- _Requirement 1_: In the saw palmetto article, what dose did the men in the treatment group receive?
- _Requirement 2_: Carry on the saw palmetto article, starting after its final sentence.

- _Excerpted text_:
******

Researchers in a recent joint study at the University of Chicago Medical Center and the Dekalb Clinic found that men with lower urinary tract problems, such as an enlarged prostate, may benefit from the herb saw palmetto.
"Our study provides the best evidence to date that saw palmetto can have a beneficial effect" on lower urinary tract problems, said Dr. Glenn Gerber, MD, associate professor of surgery at the university and director of the study.
In this double-blind, randomized, placebo-controlled study, researchers enrolled 94 men aged 45 years and older, that were diagnosed with urinary retention. After a one-month placebo period, nine men that reported improvement were removed from the trial. The remaining 85 were randomly selected to receive either 160 mg twice per day of standardized saw palmetto, or a placebo.
The study subjects filled out a questionnaire about their urinary symptoms, sexual function, and quality of life, and had their urinary flow rates measured. The tests were repeated one, two, four, and six months into the trial.

******

- _Data entries_:
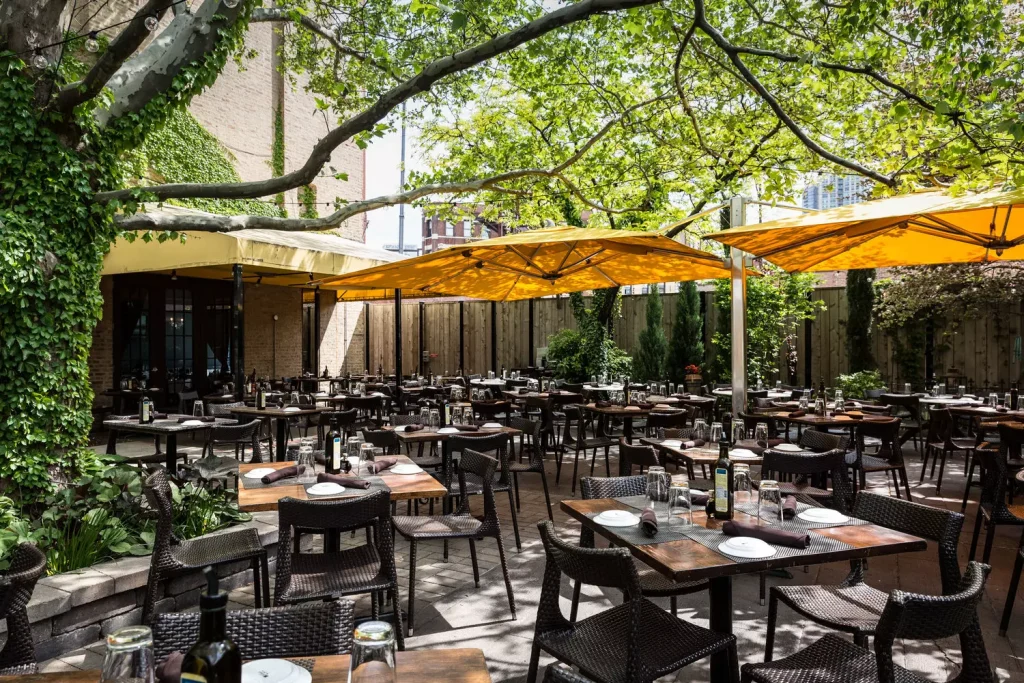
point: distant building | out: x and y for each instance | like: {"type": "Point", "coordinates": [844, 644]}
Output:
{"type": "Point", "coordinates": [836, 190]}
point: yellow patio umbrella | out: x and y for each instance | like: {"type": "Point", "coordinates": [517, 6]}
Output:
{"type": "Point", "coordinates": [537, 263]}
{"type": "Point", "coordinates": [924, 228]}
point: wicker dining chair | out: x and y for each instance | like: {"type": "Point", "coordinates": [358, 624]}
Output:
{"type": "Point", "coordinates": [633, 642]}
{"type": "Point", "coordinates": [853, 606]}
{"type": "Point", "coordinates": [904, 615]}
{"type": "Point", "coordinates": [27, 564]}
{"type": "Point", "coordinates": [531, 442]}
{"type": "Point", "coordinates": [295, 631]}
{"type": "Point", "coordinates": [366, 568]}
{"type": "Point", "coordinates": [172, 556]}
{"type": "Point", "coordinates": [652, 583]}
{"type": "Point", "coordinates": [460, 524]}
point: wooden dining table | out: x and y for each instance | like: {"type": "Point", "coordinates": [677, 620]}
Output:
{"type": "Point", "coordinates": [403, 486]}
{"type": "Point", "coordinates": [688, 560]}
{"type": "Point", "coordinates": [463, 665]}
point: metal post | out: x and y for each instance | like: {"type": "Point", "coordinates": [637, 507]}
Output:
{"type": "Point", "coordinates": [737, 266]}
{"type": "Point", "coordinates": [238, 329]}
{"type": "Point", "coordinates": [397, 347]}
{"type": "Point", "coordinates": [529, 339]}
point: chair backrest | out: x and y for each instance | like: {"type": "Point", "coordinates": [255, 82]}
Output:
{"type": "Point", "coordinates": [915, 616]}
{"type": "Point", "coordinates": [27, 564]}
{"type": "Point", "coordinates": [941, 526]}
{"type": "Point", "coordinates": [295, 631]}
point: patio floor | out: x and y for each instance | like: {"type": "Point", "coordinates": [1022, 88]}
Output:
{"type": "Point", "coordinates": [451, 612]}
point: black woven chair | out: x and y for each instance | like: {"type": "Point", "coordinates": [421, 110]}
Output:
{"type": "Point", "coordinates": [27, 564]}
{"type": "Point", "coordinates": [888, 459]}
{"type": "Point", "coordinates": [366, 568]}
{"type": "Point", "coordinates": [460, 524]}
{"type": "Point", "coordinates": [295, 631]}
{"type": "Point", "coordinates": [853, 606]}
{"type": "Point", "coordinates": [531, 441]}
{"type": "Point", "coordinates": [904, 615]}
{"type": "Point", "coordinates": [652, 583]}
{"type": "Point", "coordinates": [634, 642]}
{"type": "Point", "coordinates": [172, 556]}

******

- _Response 1_: 160 mg of standardized saw palmetto twice per day

- _Response 2_:
After six months, using the International Prostate Symptom Score, the mean score of the saw palmetto group decreased, showing an improvement of 4.4 points compared with 2.2 points in the placebo group. Peak urinary flow rates improved slightly in both groups and self-assessed quality of life improved slightly in both groups. There were no changes reported in sexual function. Dr. Gerber stated, "Saw palmetto clearly offers symptomatic benefit that can provide short-term improvement of urinary symptoms as compared with placebo controls."